#### Reading passage
Specifically, Salyer argues that "[t]here was no question that a report that the student may be carrying a weapon is serious and would have justified an immediate search of the student because of the potential danger. However, the Defendants perceived no danger and appeared to be following protocol without any concern for the rights of the Plaintiff or any imminent danger to themselves or the student population . . . It had been well over an hour from the time that Kyle Salyer was called to the office until the time that the Defendants decided to conduct the physical search of his person. There was no emergency that necessitated the search of his Kyle Salyer (sic) conducted by the Defendants . . . ." (ECF No. 40 at 9-10.)
The Court finds that no reasonable jury could conclude that the Individual Defendants' search of Salyer was unjustified at its inception. It is undisputed that on the morning of May 19, 2015, D.S. and his family informed Eckenrode and Harrington that Salyer planned to attack D.S. with a knife later that day. It is also undisputed that D.S. substantiated these allegations by providing text messages between Salyer and B.L., D.S.'s ex-girlfriend, regarding Salyer's involvement in the planned attack. Moreover, it is undisputed that Eckenrode and Harrington interviewed E.Z., who they found credible, and who stated that he had overheard Salyer and B.L. planning the knife attack. Finally, it is undisputed that, prior to searching Salyer's person, Officer Bush searched Salyer's locker, notebook, binder, and backpack, but did not find a knife in any of these locations. Given that the Individual Defendants had received credible information that Salyer planned to attack a D.S. with a knife later that day, and given that they previously searched Salyer's locker and personal belongings without locating a weapon, the Individual Defendants had "reasonable grounds" for suspecting that Salyer possessed the knife on his person, see T.L.O., 469 U.S. at 341-42, and reasonably believed there was "a moderate chance of finding evidence of wrongdoing" on Salyer's person. See Safford, 557 U.S. at 371. Therefore, as a matter of law, the search was justified at its inception. See T.L.O., 469 U.S. at 341-42; Safford, 557 U.S. at 371.
ECF No. 38, at ¶ 4; ECF No. 41 at ¶ 4.
ECF No. 38, at ¶ 5; ECF No. 41 at ¶ 5.
ECF No. 38, at ¶¶ 17-18; ECF No. 41 at ¶¶ 17-18.
ECF No. 38, at ¶ 24; ECF No. 41 at ¶ 24.
ECF No. 38, at ¶ 26; ECF No. 41 at ¶ 26.

#### What you have to do
Translate this sentence from the court opinion into Spanish: "The Court finds that no reasonable jury could conclude that the Individual Defendants' search of Salyer was unjustified at its inception."

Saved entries
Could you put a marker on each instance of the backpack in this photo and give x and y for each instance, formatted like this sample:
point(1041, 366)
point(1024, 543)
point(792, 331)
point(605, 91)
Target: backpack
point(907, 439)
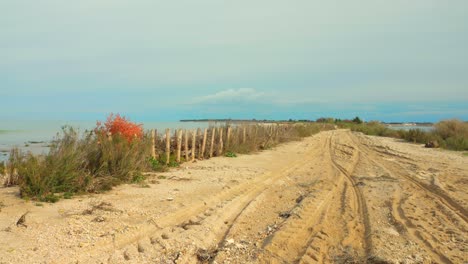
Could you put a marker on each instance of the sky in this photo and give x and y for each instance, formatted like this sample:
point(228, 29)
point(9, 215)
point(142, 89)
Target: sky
point(155, 60)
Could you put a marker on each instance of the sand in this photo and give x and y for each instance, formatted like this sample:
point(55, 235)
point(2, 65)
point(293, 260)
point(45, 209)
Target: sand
point(336, 197)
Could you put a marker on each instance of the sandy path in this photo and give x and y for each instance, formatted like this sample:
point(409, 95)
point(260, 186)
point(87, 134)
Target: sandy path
point(335, 197)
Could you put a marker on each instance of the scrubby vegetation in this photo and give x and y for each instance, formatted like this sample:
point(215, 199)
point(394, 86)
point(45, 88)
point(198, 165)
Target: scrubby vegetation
point(450, 134)
point(75, 163)
point(118, 151)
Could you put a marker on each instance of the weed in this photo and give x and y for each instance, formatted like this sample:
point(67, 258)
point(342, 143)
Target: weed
point(138, 178)
point(449, 134)
point(50, 198)
point(230, 154)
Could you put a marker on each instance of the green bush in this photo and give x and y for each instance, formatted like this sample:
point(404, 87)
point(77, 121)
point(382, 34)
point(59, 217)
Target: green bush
point(230, 154)
point(451, 134)
point(77, 164)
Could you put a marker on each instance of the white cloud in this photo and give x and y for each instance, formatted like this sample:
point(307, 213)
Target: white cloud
point(230, 95)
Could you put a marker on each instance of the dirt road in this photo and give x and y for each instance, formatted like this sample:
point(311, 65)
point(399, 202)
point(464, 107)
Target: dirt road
point(336, 197)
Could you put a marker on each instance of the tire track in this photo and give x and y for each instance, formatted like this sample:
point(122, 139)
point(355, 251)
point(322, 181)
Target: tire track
point(361, 205)
point(228, 204)
point(435, 192)
point(402, 222)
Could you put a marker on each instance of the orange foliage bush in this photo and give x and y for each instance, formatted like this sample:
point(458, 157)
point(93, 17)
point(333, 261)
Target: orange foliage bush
point(115, 124)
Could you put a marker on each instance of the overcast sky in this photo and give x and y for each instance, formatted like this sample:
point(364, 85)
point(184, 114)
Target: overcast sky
point(395, 60)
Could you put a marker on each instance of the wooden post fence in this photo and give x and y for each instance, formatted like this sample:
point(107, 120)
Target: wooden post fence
point(194, 138)
point(179, 144)
point(205, 133)
point(168, 145)
point(213, 132)
point(244, 135)
point(228, 139)
point(153, 143)
point(186, 144)
point(220, 141)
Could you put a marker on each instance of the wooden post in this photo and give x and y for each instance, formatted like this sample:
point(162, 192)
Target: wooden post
point(199, 143)
point(186, 144)
point(228, 139)
point(220, 141)
point(179, 144)
point(205, 133)
point(244, 136)
point(153, 144)
point(194, 138)
point(168, 145)
point(213, 132)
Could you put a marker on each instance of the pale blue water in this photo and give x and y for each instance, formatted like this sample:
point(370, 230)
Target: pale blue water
point(34, 136)
point(423, 128)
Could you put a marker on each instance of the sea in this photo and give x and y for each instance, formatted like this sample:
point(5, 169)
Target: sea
point(35, 136)
point(427, 128)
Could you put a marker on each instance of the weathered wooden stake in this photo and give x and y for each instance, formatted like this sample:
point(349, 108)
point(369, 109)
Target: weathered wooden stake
point(213, 132)
point(179, 143)
point(194, 141)
point(220, 141)
point(168, 145)
point(228, 139)
point(153, 144)
point(202, 154)
point(186, 144)
point(244, 135)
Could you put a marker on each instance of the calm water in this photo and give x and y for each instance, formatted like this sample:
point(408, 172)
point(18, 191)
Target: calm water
point(34, 136)
point(423, 128)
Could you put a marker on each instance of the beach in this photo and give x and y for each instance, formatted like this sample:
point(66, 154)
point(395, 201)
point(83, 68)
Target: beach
point(334, 197)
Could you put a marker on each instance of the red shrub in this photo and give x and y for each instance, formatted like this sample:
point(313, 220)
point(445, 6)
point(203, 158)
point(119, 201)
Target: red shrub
point(115, 124)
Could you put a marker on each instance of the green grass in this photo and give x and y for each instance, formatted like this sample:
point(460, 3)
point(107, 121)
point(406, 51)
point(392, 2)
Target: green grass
point(92, 162)
point(78, 164)
point(230, 154)
point(449, 134)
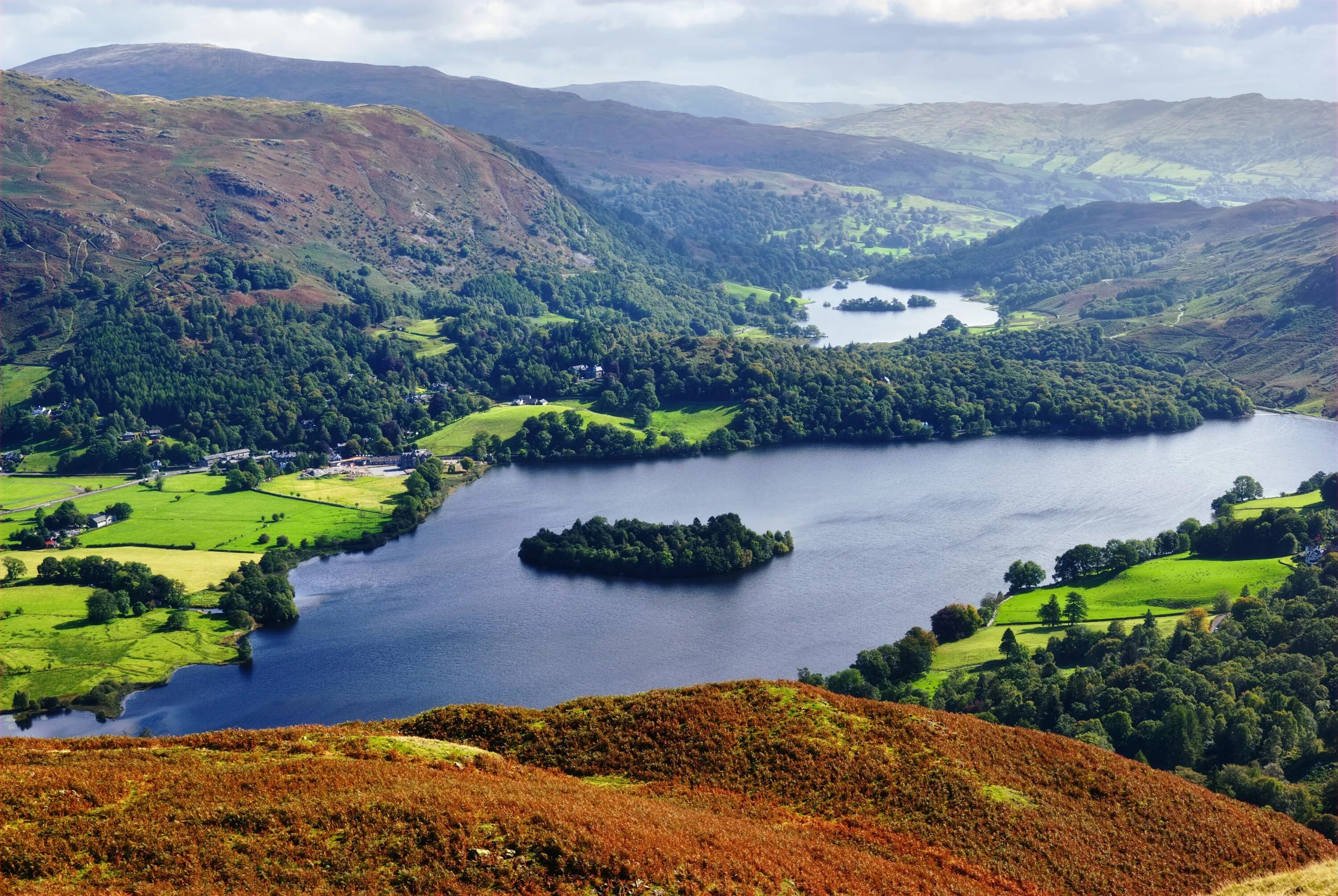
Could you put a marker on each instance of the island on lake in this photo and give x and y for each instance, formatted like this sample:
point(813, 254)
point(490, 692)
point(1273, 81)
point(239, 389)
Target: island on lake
point(655, 550)
point(873, 304)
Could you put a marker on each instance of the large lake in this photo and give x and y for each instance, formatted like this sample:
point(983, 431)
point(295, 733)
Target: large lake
point(885, 535)
point(842, 328)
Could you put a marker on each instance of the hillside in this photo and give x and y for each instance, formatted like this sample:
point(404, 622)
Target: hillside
point(1238, 149)
point(120, 185)
point(565, 126)
point(708, 101)
point(748, 787)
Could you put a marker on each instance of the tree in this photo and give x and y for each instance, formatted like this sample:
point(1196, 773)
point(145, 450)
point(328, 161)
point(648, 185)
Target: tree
point(14, 569)
point(1246, 489)
point(102, 606)
point(1024, 574)
point(1052, 614)
point(1012, 650)
point(1075, 608)
point(177, 621)
point(954, 622)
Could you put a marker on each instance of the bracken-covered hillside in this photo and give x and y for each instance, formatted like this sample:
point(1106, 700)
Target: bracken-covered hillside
point(738, 788)
point(125, 186)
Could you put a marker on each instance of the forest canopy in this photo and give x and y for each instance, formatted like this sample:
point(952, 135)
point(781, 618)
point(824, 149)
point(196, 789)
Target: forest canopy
point(655, 550)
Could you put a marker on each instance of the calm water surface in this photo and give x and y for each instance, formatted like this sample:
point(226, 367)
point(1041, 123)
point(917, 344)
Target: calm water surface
point(885, 535)
point(842, 328)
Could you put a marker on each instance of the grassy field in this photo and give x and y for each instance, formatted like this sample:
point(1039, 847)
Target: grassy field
point(370, 493)
point(194, 510)
point(692, 419)
point(50, 649)
point(1167, 585)
point(45, 458)
point(983, 649)
point(1312, 880)
point(739, 291)
point(23, 491)
point(504, 422)
point(197, 570)
point(18, 382)
point(1306, 502)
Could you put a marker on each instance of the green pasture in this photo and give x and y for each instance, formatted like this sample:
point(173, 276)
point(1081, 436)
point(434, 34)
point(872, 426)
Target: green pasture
point(18, 382)
point(51, 649)
point(1304, 502)
point(983, 649)
point(194, 510)
point(504, 422)
point(26, 491)
point(197, 570)
point(371, 493)
point(1169, 585)
point(694, 420)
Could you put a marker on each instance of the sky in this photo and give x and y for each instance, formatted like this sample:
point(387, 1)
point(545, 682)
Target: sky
point(863, 51)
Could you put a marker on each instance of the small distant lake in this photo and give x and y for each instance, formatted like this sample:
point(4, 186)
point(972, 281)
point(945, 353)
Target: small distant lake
point(843, 328)
point(885, 534)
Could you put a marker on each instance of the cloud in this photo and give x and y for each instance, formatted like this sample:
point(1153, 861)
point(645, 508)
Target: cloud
point(851, 50)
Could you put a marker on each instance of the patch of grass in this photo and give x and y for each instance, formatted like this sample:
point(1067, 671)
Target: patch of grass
point(45, 456)
point(18, 382)
point(695, 420)
point(371, 493)
point(197, 570)
point(1001, 793)
point(1305, 502)
point(194, 510)
point(26, 491)
point(504, 422)
point(51, 649)
point(426, 748)
point(1166, 585)
point(1313, 880)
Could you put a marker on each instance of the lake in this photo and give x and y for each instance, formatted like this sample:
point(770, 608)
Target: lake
point(884, 535)
point(842, 328)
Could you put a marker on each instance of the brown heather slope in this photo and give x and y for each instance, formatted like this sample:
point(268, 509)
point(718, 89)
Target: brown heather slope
point(116, 185)
point(738, 788)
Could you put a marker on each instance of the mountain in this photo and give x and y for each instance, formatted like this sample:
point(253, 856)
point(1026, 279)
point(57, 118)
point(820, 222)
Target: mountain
point(1243, 292)
point(712, 102)
point(1235, 149)
point(582, 134)
point(744, 787)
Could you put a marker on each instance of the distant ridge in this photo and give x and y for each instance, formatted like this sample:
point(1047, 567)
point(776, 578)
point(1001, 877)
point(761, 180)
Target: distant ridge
point(526, 114)
point(712, 102)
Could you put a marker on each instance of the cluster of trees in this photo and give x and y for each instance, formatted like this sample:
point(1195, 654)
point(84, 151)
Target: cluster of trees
point(871, 305)
point(1037, 259)
point(1118, 555)
point(66, 517)
point(120, 589)
point(261, 592)
point(882, 673)
point(655, 550)
point(1245, 709)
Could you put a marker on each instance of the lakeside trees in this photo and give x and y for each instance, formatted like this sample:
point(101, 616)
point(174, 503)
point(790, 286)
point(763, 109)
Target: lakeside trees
point(655, 550)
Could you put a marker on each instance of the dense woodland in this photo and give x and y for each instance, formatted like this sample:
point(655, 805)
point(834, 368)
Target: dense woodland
point(1243, 708)
point(655, 550)
point(1037, 259)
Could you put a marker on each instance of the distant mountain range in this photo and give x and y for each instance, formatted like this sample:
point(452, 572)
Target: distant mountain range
point(1235, 149)
point(577, 133)
point(1242, 148)
point(714, 102)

#### Task output
El Tribunal determina que ningún jurado razonable podría concluir que el registro de Salyer realizado por los Demandados Individuales fue injustificado en su inicio.